> **To do**:
A: In the text on cholesterol, what is the campaign against cholesterol said to be responsible for?
B: Using the text on cholesterol, explain in one to three sentences why we need some fat in our diets.
C: Carry on the text about cholesterol from its last sentence.

> **Source document**:
--*--

Cholesterol is one of the most confusing substances in the world of nutrition. For many years, we were told that too much will kill you and that we should stay away from eggs, butter and meat because these foods will clog our arteries and kill us. The campaign against cholesterol is responsible for modern high-carb diets and the choice to consume margarine instead of proper butter. This advice could have been very harmful to an entire generation, and has created eating habits that are incredibly difficult for us to break.

While the scientists that promoted those messages were well meaning, the latest research suggests that they were mistaken. Just as we need some fat in our diets for hormone production and energy and to support the uptake of fat-soluble nutrients, we need cholesterol too. Not only does the amount of this substance, which is essentially just an organic lipid, in our diets not actually have an impact on the amount in our bloodstream, but it turns out that it can actually be good to take in some cholesterols through our diet, especially if they come in the form of good-quality eggs, grass-fed beef or other sources of protein, healthy fats and other nutrients.

--*--

> **Listed entries**:
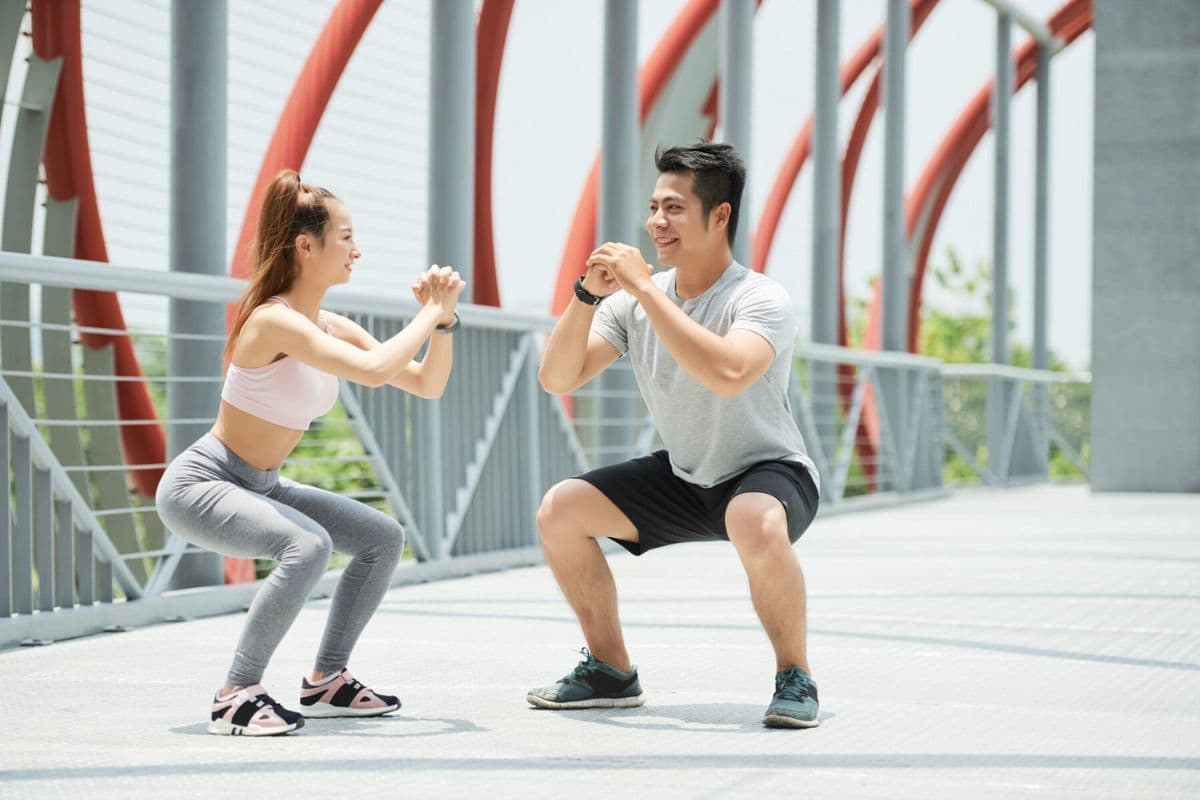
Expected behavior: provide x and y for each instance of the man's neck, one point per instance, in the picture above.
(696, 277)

--*--

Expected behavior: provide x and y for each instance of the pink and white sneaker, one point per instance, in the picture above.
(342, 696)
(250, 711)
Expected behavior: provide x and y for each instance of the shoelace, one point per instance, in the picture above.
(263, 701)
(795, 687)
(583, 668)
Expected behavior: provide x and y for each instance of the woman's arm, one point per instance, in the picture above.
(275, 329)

--*--

> **Answers by item**:
A: Modern high-carb diets and the choice to consume margarine instead of proper butter.

B: Fat is needed for hormone production and energy. It also supports the uptake of fat-soluble nutrients.

C:
Every single cell in our body has this organic lipid in it, and it is used to make up the bile that helps your body to digest food. In addition, it is used in the production of vitamin D, as well as essential hormones such as testosterone and oestrogen. The liver is capable of synthesizing as much as 1000mg of the lipid per day, but the amount made in the body and the amount that you consume on a day-to-day basis are not related. In fact, most of the lipid that you eat will just be excreted — only a small amount of it is absorbed by the body. The reason it is worth eating red meats, eggs and other foods is not because of their fat content so much as the protein, vitamins, minerals and other nutrients that are found in them. Giving up on those because of something that is not even really digested properly does not make a lot of sense.

There are a few different kinds of cholesterols; they are:

High-density lipoproteins — light transporters that actually help to lower the levels of LDL in your bloodstream so that they can be processed by the liver and disposed of as bile. It is a good idea to include HDL sources in your diet.

Low-density lipoproteins — this is considered to be a bad thing to have a lot of in your bloodstream. These transporters add to the amount of cholesterols in your blood plasma.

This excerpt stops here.